(Work instruction): Once the pictures have been excluded, set down each remaining entry word for word.

Referring expression grounding data:
□ □ □ □ □ □ □
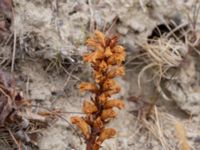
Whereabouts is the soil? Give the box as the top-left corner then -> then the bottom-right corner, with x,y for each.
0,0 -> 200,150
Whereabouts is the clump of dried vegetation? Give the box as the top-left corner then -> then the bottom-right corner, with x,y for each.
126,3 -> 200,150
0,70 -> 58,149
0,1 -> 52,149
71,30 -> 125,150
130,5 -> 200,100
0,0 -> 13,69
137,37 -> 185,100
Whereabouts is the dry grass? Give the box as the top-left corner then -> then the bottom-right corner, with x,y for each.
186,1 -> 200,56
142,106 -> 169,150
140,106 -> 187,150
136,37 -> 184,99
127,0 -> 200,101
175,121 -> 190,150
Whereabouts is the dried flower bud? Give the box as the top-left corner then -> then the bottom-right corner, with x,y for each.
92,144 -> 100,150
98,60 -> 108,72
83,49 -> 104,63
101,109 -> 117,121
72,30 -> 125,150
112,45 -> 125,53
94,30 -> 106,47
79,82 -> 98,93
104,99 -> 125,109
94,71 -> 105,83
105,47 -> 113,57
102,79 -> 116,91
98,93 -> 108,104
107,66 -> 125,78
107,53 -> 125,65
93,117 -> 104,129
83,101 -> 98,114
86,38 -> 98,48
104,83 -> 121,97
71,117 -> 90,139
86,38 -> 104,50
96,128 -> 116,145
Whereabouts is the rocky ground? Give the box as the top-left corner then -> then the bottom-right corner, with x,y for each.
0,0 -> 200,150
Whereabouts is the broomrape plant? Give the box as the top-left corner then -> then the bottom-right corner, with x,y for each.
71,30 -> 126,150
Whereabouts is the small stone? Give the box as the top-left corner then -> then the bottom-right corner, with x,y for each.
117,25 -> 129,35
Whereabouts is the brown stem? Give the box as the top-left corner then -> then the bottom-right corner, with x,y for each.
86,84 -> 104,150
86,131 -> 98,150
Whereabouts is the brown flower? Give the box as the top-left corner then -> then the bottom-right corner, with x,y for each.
□ □ □ □ □ □ □
(Result below):
Whereabouts is the soil? Give the box as the top-left corner then -> then the bottom-right corner, with x,y for each.
0,0 -> 200,150
Whereabouts is the clump of dried vegetation? Give the box as the top-left corner then -> then the bottom-right corner, with x,y for each.
126,3 -> 200,150
0,70 -> 58,149
0,1 -> 52,149
71,30 -> 125,150
130,5 -> 200,100
0,0 -> 13,69
137,37 -> 185,100
Whereabouts is the dry grass? Give the box as the top-left corner then -> then the bottom-right corner, with x,y for each.
186,1 -> 200,56
142,106 -> 169,150
140,106 -> 187,150
136,37 -> 184,99
127,0 -> 200,101
175,121 -> 190,150
Whereabouts is the dried flower bud? Give the box as the top-left corner then -> then the bottom-right corner, with x,y for each.
92,144 -> 100,150
98,60 -> 108,72
83,49 -> 104,63
101,109 -> 117,121
72,30 -> 125,150
112,45 -> 125,53
94,30 -> 106,47
79,82 -> 98,93
104,99 -> 125,109
94,71 -> 105,83
105,47 -> 113,57
102,79 -> 116,91
98,93 -> 108,104
107,66 -> 125,78
107,53 -> 125,65
93,117 -> 104,129
83,101 -> 98,114
86,38 -> 98,48
104,83 -> 121,97
71,117 -> 90,139
86,38 -> 104,50
96,128 -> 116,145
Whereabouts is the rocky ground? Give the box as the top-left corner then -> then the bottom-right corner, with x,y for each.
0,0 -> 200,150
Whereabouts is the broomrape plant? Give the box as the top-left corner then -> then the bottom-right corner, with x,y for each.
71,30 -> 126,150
Whereabouts is the small stone? Give the box as the top-left corner then -> then the bottom-right corner, with x,y for each.
117,25 -> 129,35
Whereabouts is the brown stem? Give the box as the top-left corner then -> then the bottom-right corner, with x,y for each.
86,84 -> 104,150
86,131 -> 98,150
Whereabouts is the brown flower? Give the box as the top-left corner then -> then the bottom-right corner, with x,y for each.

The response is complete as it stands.